◆ PROMPT: Extract every line of the records below that contains the string "patch", and copy each such line in full. Count a line only if the match has the same case.

══ MATERIAL

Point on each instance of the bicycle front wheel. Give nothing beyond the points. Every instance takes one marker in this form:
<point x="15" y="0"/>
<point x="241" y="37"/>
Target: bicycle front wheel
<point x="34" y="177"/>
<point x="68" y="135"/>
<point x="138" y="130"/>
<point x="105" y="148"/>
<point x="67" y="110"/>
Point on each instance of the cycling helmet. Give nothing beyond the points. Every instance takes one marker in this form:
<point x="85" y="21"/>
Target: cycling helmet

════
══ MATERIAL

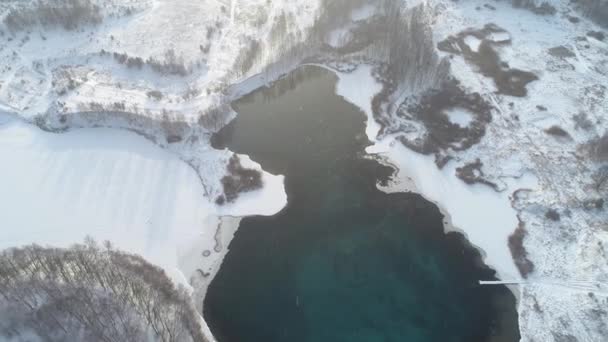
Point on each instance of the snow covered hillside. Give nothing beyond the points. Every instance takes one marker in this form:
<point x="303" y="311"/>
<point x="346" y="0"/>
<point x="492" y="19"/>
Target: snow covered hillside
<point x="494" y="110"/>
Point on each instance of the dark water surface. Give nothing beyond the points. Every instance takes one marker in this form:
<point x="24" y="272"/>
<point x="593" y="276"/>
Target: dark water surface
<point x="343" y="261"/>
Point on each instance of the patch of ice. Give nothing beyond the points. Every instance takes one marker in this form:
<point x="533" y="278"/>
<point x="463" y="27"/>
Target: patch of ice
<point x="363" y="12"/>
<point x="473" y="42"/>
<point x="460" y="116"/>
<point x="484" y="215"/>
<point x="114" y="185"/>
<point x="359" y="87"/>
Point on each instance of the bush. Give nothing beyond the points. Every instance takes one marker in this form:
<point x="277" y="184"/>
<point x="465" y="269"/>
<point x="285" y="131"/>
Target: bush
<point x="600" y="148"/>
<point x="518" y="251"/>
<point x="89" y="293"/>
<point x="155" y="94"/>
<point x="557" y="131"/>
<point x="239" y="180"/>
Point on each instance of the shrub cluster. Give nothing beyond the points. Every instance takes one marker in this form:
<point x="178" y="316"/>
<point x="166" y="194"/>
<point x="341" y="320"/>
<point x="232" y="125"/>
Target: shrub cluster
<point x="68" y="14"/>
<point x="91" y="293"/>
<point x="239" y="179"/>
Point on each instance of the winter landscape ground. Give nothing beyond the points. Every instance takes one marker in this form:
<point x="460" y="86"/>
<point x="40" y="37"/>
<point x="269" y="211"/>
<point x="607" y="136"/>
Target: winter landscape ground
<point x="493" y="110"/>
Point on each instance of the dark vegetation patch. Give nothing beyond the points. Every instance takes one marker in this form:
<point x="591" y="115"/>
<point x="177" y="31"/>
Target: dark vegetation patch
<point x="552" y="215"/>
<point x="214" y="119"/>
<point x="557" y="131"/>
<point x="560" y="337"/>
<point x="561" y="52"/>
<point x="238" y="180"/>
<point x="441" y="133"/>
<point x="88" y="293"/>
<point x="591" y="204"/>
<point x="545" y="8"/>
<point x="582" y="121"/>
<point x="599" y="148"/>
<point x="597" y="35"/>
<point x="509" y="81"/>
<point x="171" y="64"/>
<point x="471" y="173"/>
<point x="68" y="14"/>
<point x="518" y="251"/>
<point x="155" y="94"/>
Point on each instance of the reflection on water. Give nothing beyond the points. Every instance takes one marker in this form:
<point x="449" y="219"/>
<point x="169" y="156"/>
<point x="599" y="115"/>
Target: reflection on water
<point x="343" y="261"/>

════

◆ THE SOLUTION:
Point on each instance of the patch of ice. Give nothing beyond the points. Every instance takes one marker in this form:
Target: patch of ice
Point on each instance of the dark vegetation patch. Give nothing beyond the points. Every instance takes one marker in this form:
Target: dark vegetation patch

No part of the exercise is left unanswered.